## Task item
Please translate this sentence from the artist biography into Spanish: "Lester feels that he owes much of his sense of composition to the legendary Rungius."

Born Sylvester Lee Lester III, in Flagler, Colorado. Lee grew up roaming the pristine prairies of Southeastern Colorado where the abundant wildlife, the silence, and the vast vistas provided him the opportunity and time to carefully observe and sketch the fauna and flora that became the finely executed subjects of his future oils, watercolors, and bronzes. Studying at the Rocky Mountain School of Art in Denver helped polish and develop his natural artistic skills. Lee designed, owned, and operated his own foundry from 1976 to 1985, owned a variety of galleries and, for a time, instructed students in pastel and watercolor.
Lee's artistic studies were enhanced in the fires and forges of his own Oklahoma foundry. Surrounded by white-hot heat and flying embers, midst fire and flame, Lester mastered the melding of waxen sculpture and molten metal that must combine in an almost mystical way to tear art from the very heart of fire in the lost wax method.
His eye for anatomy, proportion, movement, detail, and precision of habitat give a special power, an almost incandescent light, to each of his pieces. When you look, for example, at his Medicine Man praying over the skulls of buffalo, you can see and feel the connection to the Indian tradition and the ghostly herds of disappearing buffalo. The wings of bird in flight seem to cast a breeze over your face and you can virtually feel the water spray from leaping fish.
His ability to capture the reality and essence of his subjects are unsurpassed and, whether on canvas, paper, or bronze, each captured subject breathes the life of a perfectly true moment in time.
Lee's ability to instill reality, whether in impressionistic, stylized, or realistic pieces, serves to magnify the truth of the subject in such a way that the trees in his paintings march quietly, steadily, and eternally over the horizon; or the worn leather gear of his cowboys seem imbued with the living sweat, hard riding, and abundant humor of their era.
Almost four decades of hard work, limitless exposure in hundreds of exhibitions and one-man shows across the nation, along with ten thousand starry nights on the rivers, in the forests, and on the plains of the American continent, in the mountains of Canada, and on the expansive veldts of Africa have resulted in a variety of awards, print recognition, and a well-earned reputation as Colorado's Master Artist.
Over decades Lee studied many classical and modern artists, drawing something from each, but he attributes his main inspiration to Carl Rungius, one of America's finest wildlife artists. Lester feels that he owes much of his sense of composition to the legendary Rungius.

## Given information
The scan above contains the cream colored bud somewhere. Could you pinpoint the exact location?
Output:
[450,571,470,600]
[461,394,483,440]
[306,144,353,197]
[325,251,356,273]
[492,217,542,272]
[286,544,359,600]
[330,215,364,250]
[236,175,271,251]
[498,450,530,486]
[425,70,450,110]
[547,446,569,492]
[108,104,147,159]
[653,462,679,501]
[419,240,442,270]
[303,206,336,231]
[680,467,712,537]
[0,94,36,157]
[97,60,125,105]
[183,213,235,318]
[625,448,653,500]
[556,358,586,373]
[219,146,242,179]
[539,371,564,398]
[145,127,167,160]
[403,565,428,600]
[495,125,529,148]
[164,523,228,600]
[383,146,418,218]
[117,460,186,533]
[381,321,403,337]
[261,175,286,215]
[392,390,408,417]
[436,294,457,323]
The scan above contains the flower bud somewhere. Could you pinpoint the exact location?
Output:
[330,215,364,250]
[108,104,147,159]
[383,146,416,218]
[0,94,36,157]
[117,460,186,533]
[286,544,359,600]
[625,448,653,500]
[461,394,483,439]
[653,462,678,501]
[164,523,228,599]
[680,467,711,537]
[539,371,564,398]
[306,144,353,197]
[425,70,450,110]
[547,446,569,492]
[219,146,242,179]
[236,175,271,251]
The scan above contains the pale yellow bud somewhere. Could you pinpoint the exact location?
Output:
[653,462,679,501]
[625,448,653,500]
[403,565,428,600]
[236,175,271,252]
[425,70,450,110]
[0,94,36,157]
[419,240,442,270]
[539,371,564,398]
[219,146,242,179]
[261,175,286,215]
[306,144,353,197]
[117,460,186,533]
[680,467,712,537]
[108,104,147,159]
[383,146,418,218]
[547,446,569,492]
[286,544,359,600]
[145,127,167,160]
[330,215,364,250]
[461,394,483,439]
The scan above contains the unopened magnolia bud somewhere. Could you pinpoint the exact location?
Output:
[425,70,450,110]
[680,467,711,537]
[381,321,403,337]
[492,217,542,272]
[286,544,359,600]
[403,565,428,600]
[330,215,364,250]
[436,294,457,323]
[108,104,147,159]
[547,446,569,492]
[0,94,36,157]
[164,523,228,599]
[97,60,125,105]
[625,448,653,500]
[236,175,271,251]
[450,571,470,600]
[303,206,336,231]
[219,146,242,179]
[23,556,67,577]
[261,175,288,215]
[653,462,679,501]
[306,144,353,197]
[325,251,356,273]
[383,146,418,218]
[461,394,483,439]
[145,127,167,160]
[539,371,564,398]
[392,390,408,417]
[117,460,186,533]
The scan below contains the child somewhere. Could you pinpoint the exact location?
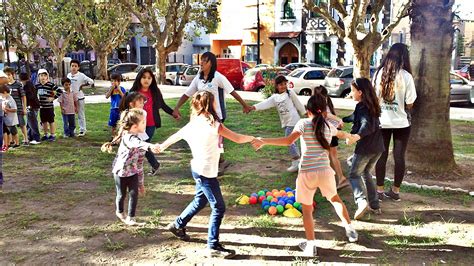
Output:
[67,59,94,137]
[102,108,158,225]
[58,78,78,138]
[349,78,385,220]
[252,94,358,257]
[159,91,253,258]
[251,76,305,172]
[35,68,62,141]
[0,85,18,152]
[314,86,349,190]
[105,73,127,138]
[3,67,29,145]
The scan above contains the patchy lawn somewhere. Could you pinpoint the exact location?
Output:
[0,100,474,264]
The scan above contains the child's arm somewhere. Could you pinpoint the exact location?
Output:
[219,124,255,144]
[252,131,301,150]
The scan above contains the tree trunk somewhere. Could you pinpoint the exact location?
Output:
[352,46,373,80]
[155,46,168,85]
[96,50,110,80]
[407,0,455,172]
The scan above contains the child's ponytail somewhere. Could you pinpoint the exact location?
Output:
[306,93,330,150]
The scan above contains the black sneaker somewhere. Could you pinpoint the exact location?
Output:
[166,222,191,241]
[384,189,401,201]
[207,244,235,259]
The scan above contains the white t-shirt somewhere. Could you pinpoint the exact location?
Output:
[374,68,416,128]
[162,116,220,178]
[184,71,234,119]
[67,71,94,100]
[255,90,305,127]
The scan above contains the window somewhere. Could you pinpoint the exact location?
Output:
[281,0,296,19]
[304,70,326,80]
[245,45,257,62]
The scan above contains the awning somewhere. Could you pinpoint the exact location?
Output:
[268,31,301,39]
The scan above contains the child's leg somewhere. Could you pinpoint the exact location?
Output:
[126,175,138,217]
[114,175,127,213]
[201,177,225,248]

## Answer to the exercise
Lester siente que le debe gran parte de su sentido de la composición al legendario Rungius.